- [SOURCE EXCERPT]
At the end of the 2022 season I wrote: “Perhaps the single biggest shock of 2022 – at least to me, who looks on them like Michael Myers in a Halloween flick; liable to pop up anywhere all the time just to scare the shit out of you – was not running into the Carolina Courage in postseason.”
That was pretty on-point, because like the movie slasher, in 2023 they were back, being their usual playoff nuisances, the Damned…
North Carolina Courage
Year formed: 2017
As noted in the last Briefing, this outfit is technically only seven years old but in fact goes all the way back to the WPS through the lineage of the Western New York Flash.
Here’s something I didn’t know about The Damned until just now. From the club Wikipedia page:
“The team’s name is a nod to the original Carolina Courage – who won the 2002 Women’s United Soccer Association (WUSA) Founders Cup – as is the stylized lioness image, which matches the head of the lioness on the WUSA team’s badge with very minor alterations.”
Look up at that crest. Does that look like a lion to you? Fuck, no. I always figured it was some kind of “wildcat”, “Carolina Wildcats” is a thing, so, okay, but a lion? GTFO. That’s some shoddy artistry right there. Lion, my ass. That’s not a lion.
One more reason to give these people stick.

- [EXTRACTED MATERIAL]
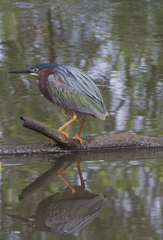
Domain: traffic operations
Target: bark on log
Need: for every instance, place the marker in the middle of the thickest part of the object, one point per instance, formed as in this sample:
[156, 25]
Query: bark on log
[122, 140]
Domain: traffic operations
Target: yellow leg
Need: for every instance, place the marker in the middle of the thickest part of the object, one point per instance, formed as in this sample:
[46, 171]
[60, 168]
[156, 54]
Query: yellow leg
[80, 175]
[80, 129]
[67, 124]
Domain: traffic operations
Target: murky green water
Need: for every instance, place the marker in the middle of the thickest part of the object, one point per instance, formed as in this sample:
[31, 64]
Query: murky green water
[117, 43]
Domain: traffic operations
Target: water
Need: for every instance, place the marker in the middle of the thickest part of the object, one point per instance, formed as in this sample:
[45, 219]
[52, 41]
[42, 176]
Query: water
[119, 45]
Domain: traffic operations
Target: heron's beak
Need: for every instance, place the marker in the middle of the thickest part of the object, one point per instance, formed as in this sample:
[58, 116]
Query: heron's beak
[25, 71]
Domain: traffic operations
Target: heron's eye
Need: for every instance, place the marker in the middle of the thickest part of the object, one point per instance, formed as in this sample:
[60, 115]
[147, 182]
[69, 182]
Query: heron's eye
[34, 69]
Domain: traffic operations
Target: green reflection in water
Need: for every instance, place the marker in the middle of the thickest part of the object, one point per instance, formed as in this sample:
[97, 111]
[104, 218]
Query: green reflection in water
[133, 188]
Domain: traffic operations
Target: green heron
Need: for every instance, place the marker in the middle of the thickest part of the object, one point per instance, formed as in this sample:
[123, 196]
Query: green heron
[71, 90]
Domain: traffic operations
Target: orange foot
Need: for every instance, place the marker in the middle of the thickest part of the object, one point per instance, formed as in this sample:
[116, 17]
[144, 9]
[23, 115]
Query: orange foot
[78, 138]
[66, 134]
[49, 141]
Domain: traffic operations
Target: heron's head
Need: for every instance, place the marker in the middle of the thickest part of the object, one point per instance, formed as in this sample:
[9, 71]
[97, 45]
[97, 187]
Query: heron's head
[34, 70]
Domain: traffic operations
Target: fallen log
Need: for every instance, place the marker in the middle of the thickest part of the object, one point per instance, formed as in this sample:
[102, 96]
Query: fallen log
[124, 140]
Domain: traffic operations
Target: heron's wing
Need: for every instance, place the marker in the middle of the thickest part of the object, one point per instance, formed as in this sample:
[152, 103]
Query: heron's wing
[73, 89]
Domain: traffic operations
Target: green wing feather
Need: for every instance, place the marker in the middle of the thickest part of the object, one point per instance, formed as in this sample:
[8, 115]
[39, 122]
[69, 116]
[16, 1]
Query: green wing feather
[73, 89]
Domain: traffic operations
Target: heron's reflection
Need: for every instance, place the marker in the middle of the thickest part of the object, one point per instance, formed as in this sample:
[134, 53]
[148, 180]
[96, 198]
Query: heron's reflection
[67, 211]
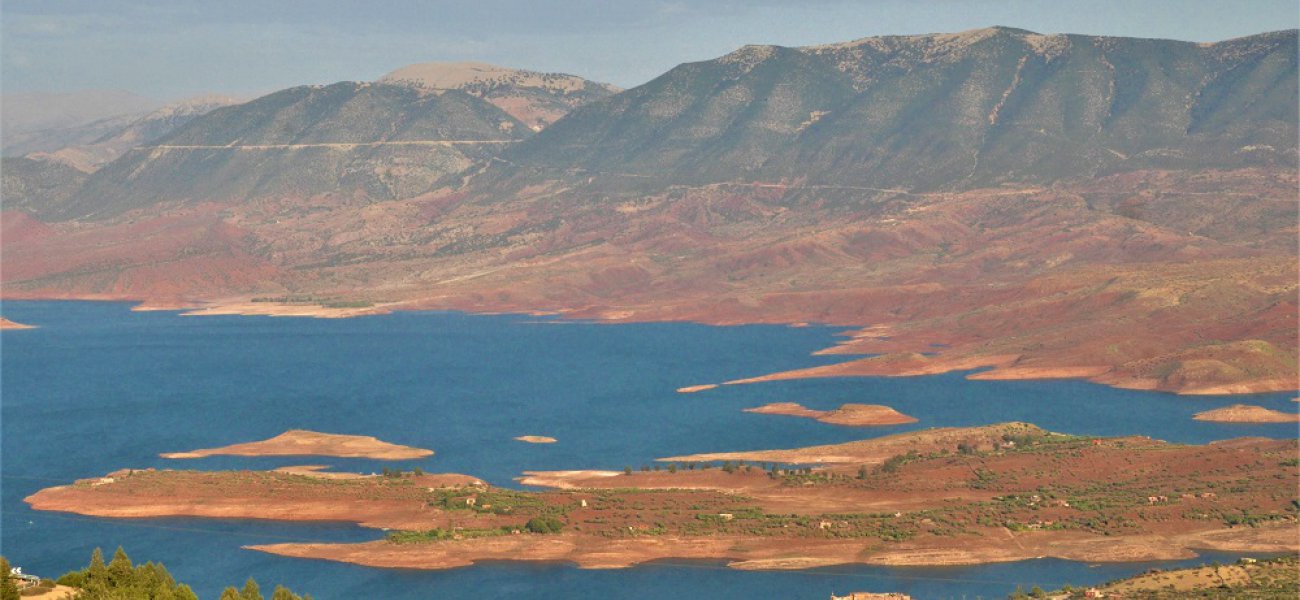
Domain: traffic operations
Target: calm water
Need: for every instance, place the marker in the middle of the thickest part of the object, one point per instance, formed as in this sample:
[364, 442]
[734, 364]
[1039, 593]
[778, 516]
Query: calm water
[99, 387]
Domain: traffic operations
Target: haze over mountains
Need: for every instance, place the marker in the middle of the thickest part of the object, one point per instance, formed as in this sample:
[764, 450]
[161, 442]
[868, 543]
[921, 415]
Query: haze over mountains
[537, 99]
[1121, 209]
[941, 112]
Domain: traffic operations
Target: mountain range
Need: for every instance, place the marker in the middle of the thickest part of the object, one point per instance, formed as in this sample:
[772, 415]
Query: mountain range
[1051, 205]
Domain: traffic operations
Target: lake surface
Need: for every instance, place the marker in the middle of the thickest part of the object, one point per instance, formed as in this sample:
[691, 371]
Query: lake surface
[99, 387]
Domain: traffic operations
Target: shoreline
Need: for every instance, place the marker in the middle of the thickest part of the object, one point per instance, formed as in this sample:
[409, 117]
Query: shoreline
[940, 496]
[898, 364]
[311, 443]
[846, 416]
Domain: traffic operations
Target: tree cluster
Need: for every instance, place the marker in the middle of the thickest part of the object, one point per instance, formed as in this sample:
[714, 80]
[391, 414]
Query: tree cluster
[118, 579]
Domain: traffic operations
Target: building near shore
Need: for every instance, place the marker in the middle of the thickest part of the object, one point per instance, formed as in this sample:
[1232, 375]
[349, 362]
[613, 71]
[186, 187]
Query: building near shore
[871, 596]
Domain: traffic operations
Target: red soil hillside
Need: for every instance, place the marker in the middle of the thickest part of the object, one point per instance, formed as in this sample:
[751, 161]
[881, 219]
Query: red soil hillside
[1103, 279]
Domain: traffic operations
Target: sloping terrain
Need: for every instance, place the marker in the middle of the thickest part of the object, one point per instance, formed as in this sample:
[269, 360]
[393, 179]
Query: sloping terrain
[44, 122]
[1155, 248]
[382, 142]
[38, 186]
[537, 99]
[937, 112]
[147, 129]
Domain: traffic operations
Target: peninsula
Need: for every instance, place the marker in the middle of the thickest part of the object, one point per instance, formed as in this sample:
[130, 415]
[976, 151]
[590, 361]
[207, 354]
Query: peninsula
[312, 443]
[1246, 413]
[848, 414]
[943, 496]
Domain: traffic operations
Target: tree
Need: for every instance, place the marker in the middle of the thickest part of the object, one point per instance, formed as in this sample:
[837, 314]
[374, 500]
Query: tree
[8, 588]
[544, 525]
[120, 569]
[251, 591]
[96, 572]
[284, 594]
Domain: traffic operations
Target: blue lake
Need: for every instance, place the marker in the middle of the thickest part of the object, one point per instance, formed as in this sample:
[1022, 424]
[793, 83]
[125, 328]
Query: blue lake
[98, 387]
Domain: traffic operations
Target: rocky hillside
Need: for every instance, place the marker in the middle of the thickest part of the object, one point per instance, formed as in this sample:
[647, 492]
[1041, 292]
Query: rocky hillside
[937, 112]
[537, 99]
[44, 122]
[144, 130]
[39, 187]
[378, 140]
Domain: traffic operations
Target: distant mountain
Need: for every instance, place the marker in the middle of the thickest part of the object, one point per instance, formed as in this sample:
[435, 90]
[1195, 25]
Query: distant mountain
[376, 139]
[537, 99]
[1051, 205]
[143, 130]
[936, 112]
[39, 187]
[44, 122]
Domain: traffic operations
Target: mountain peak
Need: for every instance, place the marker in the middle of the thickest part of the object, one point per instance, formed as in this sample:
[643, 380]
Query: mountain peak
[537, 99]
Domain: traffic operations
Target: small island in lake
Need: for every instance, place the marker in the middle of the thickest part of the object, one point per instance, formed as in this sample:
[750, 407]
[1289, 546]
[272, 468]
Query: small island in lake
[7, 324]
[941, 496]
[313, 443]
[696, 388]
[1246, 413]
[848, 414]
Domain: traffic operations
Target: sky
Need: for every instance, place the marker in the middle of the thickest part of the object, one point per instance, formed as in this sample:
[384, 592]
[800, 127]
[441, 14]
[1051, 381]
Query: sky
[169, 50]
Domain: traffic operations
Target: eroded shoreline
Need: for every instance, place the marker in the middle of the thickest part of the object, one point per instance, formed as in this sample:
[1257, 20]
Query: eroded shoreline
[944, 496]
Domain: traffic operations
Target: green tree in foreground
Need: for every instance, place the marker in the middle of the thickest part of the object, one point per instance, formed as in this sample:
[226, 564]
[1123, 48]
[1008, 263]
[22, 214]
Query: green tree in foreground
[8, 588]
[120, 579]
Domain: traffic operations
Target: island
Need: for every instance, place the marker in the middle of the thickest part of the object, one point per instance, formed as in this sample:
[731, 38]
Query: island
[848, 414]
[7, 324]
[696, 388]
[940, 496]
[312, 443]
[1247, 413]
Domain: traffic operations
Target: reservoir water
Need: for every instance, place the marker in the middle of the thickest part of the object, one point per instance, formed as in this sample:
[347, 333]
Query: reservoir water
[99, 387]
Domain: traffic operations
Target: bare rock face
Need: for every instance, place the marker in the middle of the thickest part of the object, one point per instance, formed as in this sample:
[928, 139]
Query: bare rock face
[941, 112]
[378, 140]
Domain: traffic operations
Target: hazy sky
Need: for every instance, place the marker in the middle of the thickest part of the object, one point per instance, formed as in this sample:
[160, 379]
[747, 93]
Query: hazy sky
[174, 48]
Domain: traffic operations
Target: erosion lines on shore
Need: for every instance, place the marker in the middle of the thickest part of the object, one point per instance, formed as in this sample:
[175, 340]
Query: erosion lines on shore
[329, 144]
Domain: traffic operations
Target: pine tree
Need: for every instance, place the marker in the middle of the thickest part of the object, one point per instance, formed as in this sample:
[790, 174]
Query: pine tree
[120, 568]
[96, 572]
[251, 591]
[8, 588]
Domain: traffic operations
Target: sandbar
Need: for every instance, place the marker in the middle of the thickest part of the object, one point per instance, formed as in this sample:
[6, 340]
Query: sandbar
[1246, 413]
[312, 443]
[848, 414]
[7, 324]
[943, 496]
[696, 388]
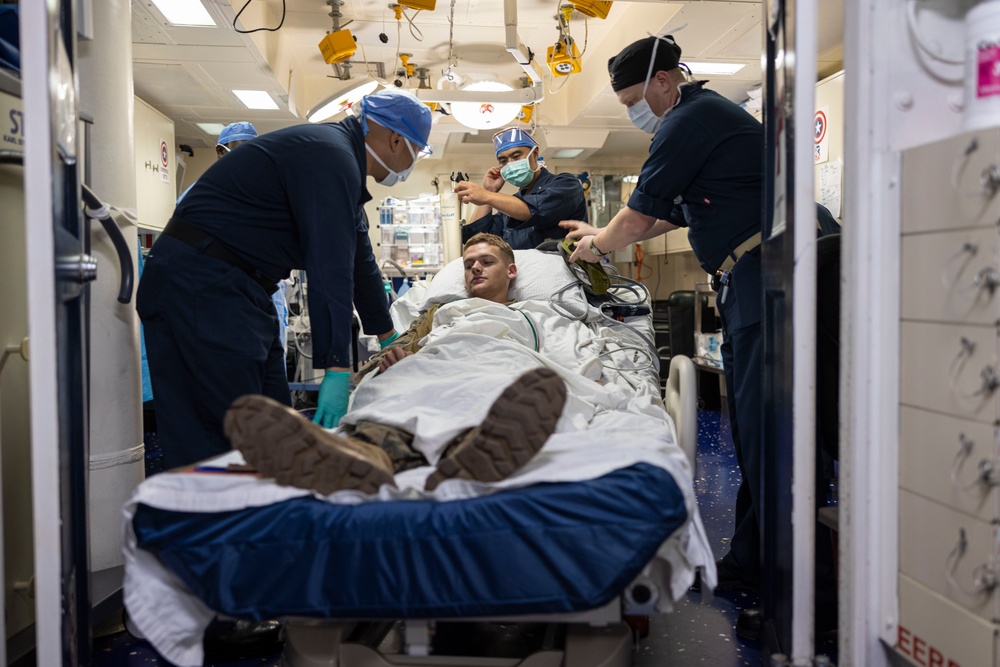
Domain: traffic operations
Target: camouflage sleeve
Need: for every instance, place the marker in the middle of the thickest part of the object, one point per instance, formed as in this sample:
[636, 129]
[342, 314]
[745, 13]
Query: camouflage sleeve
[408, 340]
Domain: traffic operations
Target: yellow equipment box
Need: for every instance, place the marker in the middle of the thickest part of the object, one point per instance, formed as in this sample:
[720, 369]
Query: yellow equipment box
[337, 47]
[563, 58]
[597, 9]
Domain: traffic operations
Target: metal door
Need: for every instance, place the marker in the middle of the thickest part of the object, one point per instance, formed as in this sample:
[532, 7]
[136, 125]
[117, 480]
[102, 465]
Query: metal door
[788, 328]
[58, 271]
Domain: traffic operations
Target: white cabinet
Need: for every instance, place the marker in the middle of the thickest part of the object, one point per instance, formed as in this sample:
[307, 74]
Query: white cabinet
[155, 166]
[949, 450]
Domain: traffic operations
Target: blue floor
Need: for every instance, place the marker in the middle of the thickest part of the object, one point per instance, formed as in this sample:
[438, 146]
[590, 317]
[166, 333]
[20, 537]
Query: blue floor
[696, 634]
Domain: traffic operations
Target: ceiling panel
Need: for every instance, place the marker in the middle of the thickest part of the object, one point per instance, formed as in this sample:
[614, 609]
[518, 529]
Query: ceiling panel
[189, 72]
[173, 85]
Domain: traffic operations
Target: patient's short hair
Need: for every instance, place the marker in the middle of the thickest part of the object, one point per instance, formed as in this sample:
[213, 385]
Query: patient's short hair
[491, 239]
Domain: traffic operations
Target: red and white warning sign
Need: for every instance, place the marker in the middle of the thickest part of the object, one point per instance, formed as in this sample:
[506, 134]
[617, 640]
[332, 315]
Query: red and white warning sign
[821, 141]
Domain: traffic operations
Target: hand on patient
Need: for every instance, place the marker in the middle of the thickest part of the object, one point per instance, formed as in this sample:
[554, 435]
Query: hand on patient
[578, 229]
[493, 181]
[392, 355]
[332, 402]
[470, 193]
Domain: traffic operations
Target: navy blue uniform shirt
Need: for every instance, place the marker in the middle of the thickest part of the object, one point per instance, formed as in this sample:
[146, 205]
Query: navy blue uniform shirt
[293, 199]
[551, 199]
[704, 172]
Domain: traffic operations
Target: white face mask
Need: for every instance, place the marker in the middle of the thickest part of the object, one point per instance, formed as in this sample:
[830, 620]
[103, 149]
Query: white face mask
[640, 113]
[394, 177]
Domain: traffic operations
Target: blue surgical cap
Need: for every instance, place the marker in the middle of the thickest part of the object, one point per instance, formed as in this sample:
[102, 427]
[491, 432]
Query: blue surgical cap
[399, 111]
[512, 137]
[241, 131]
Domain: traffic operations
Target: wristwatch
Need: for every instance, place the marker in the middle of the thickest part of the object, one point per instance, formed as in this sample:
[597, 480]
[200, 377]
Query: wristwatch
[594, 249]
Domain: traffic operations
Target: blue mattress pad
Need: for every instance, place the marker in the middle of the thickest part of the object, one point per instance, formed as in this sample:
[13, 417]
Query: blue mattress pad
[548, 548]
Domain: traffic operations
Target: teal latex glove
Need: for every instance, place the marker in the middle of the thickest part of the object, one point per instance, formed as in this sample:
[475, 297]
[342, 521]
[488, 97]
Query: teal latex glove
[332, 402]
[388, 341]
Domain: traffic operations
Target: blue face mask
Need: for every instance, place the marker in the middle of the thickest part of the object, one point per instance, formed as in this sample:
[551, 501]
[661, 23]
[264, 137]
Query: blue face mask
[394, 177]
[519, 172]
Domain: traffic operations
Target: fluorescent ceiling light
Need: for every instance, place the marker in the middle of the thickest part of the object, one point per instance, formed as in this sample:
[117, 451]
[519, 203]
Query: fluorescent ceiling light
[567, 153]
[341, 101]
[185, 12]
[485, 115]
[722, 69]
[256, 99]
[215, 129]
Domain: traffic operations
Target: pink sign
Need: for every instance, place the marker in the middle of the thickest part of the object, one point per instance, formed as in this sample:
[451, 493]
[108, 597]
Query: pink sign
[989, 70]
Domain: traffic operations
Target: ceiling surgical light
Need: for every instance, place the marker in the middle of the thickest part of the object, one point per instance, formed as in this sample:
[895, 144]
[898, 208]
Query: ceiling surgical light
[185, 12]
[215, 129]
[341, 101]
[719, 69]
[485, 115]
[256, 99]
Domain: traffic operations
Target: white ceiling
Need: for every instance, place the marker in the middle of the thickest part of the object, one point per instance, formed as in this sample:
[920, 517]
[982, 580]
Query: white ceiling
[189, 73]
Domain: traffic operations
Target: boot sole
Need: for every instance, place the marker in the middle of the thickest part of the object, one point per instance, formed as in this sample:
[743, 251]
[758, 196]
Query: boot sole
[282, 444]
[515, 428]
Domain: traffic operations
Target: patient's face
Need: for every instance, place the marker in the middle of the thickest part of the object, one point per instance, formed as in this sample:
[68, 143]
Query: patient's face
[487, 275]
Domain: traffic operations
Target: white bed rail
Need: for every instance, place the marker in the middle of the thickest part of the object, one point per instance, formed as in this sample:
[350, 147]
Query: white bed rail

- [OBJECTIVE 1]
Answer these about the North Carolina Courage piece:
(a) In what year was the North Carolina Courage formed?
(b) Through which club's lineage does the piece trace the team back to the WPS?
(c) What did the original Carolina Courage win in 2002?
- [OBJECTIVE 2] Pick up the North Carolina Courage piece after its last sentence and keep writing it in the same voice.
Nothing in the material is needed here.

- [RESULT 1]
(a) 2017
(b) The Western New York Flash
(c) The 2002 Women's United Soccer Association (WUSA) Founders Cup

- [RESULT 2]
Owner: Stephen Malik
Same guy, owner of the men’s USL club and this one.
The Wiki entry lists the pro tennis player Naomi Osaka as an owner. Looks like she bought in some time in the 2020-21 offseason, but I can’t find how much a stake she got.
Head Coach: Sean Nahas
Nahas is entering his third full season in Cary after taking over in September 2021. He’s been playoff- or playoff-adjacent both seasons.
Record:
2023 – 9-7-6 (33 points; 3rd of 12) 29GF 22GA +7GD.
After going 9-8-5 in 2022 (32 points; 7th of 12) 46GF 33GA +13GD what’s ironic is that the Damned didn’t really so much charge back into the 2023 playoffs as the 2023 playoffs dropped down and scooped them up.
Season summary: Here’s what I wrote about the 2022 season: “The Damned dropped like a rock and was licking the Spoon by Matchday 3. The club stayed there, apparently hopeless, until back to back wins in August – over Chicago on MD 13 and Portland on MD 14”
Apparently “sucking early season ass” is a Nahas-Courage thing, because the same thing happened last year; dropped three of the first four to troll the bottom and delight their many enemies.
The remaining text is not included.